TASK DESCRIPTION: All of the data must be written out verbatim, with pictures excluded.

══ DATA FOR ANALYSIS

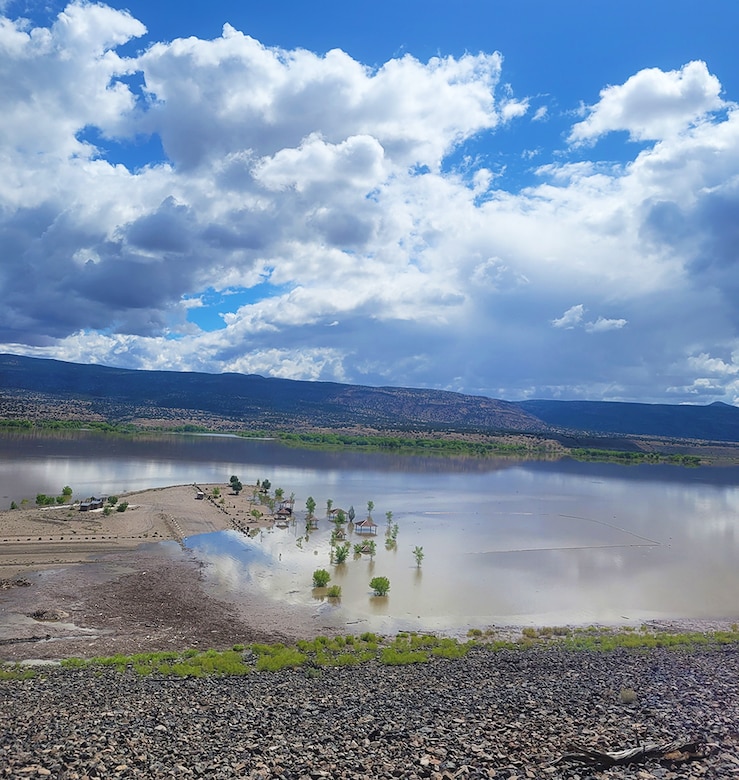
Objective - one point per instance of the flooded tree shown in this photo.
(380, 585)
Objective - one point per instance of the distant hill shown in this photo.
(716, 422)
(121, 395)
(35, 388)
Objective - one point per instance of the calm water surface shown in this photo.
(504, 541)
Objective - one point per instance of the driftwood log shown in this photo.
(676, 751)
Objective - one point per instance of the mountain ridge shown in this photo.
(45, 387)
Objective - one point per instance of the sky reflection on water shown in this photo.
(504, 542)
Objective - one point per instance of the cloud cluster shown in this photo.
(317, 198)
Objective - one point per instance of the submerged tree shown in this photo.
(380, 585)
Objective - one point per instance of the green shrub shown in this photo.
(380, 585)
(391, 656)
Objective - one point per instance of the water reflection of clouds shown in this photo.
(552, 542)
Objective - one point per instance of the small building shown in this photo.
(366, 526)
(92, 503)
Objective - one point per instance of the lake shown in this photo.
(504, 541)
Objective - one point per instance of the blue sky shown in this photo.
(513, 199)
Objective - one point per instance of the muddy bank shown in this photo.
(126, 583)
(510, 714)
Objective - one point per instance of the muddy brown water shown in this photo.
(504, 542)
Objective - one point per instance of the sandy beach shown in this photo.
(87, 583)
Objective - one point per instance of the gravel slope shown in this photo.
(504, 715)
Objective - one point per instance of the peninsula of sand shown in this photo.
(103, 581)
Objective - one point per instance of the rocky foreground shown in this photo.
(511, 714)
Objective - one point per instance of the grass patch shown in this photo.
(16, 672)
(404, 648)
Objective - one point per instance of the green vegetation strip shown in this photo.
(436, 443)
(404, 648)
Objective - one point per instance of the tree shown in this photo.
(380, 585)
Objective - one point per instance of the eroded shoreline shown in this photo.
(124, 583)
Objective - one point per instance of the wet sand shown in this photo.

════

SOLUTION TO THIS PROBLEM:
Objective - one point per instance of the flooded tree shown in this photo.
(380, 585)
Objective - one point per instance of the distant hill shown in this photo.
(716, 422)
(121, 395)
(35, 388)
Objective - one point per instance of the calm water surface shown in this photo.
(504, 541)
Objective - one point per instance of the driftwood log shown in this photo.
(676, 751)
Objective - one point per instance of the mountain ridge shown in this photo.
(45, 387)
Objective - one point per instance of the sky reflection on water shown in this photo.
(504, 542)
Objective - one point per instance of the cloud cluster shown in this photo.
(317, 198)
Objective - one point per instance of the submerged tree shown in this photo.
(380, 585)
Objective - one point per instance of the green shrub shown in this photo.
(380, 585)
(391, 656)
Objective - one point per instance of the water reflection of clouds shown in this photo.
(552, 542)
Objective - one point per instance of the small building shown in this photo.
(366, 526)
(92, 503)
Objective - one point per instance of the lake shown in this photo.
(504, 541)
Objective - one point per instance of the blue sky shown in this photo.
(513, 199)
Objective - one point per instance of the muddy bank shown in this photo.
(126, 583)
(510, 714)
Objective - one point per instance of the muddy brown water shown in this photo.
(504, 542)
Objective - one point per instance of the sandy beach shown in this photo.
(87, 583)
Objective - one point per instance of the gravel slope shown in this photo.
(504, 715)
Objective - one point per instance of the peninsula of sand shown in this photo.
(103, 581)
Objective - one point per instance of the rocky foreground shown in this photo.
(511, 714)
Objective - one point per instance of the grass patch shown in this photo.
(16, 672)
(404, 648)
Objective - one point per instance of the green vegetation strip shown in this photo.
(436, 443)
(404, 648)
Objective - one point per instance of the tree shown in this photo.
(380, 585)
Objective - one point per instance of the eroded shoreline shown in this photo.
(124, 583)
Objective - one point per instance of the wet sand shown in this photo.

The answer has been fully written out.